- [TEXTO DE REFERENCIA]:
====================
Policarpe
Accesorios Espaciales

Send In the Clowns

Michael Snyder

Al inicio de la obra maestra de Jacques Tati de 1967, Playtime, un desconcertado Monsieur Hulot, interpretado con encanto por el propio director, deambula por una sala de exhibición de electrodomésticos modernos. La sala de exhibición ocupa la planta baja de una torre de oficinas miesiana en una ciudad misteriosa y sin rasgos distintivos llamada París, cuyos monumentos más famosos —¡la Torre Eiffel, el Arco del Triunfo, Sacre Coeur!— aparecen intermitentemente como reflejos imposibles en puertas de cristal pulido. En el interior de la sala de exhibición, hombres y mujeres intercambiables que murmuran en alemán e inglés, e incluso, ocasionalmente, en francés, corren por una cuadrícula de puestos que, a pesar de toda su lógica ortogonal, se convierten en un laberinto. Es fácil orientarse, pero no parece haber salida. Así es como Monsieur Hulot, nuestro adorable ludita perdido, termina encargado de arreglar una lámpara por un par de inglesas que lo confunden con un trabajador. Cuando, instantes después, vuelve a tropezar con ellas (no ha hecho nada para reparar la lámpara, por supuesto), busca a tientas el enchufe en el extremo de un largo cable y lo conecta —un destello rojo desconcertante; las mujeres murmuran complacidas— a un enchufe incrustado en el lado de una mesa. Y ahí está, hace 57 años, un accesorio espacial.

Fotograma de Playtime (1967), Jacques Tati.

Fotograma de Playtime (1967), Jacques Tati.
====================
- [MATERIAL PROPORCIONADO]:
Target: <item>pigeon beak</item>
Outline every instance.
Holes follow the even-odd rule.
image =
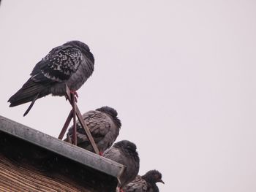
[[[165,184],[165,182],[163,182],[163,180],[158,180],[158,182],[160,182],[160,183],[162,183]]]

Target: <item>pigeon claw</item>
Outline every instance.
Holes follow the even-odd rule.
[[[75,91],[70,91],[70,93],[74,96],[75,101],[78,102],[78,94]]]

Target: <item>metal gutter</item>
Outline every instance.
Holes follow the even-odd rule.
[[[124,166],[0,115],[0,131],[119,178]]]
====================
- [TAREA ASIGNADA A]: Enumera los monumentos de París que, según el texto sobre Playtime, aparecen como reflejos en las puertas de cristal.
- [TAREA ASIGNADA B]: Según el texto sobre Playtime, ¿por qué Monsieur Hulot termina encargado de arreglar una lámpara?

- [RESPUESTA CORRECTA A]: La Torre Eiffel, el Arco del Triunfo y Sacre Coeur.

- [RESPUESTA CORRECTA B]: Porque un par de inglesas lo confunden con un trabajador de la sala de exhibición.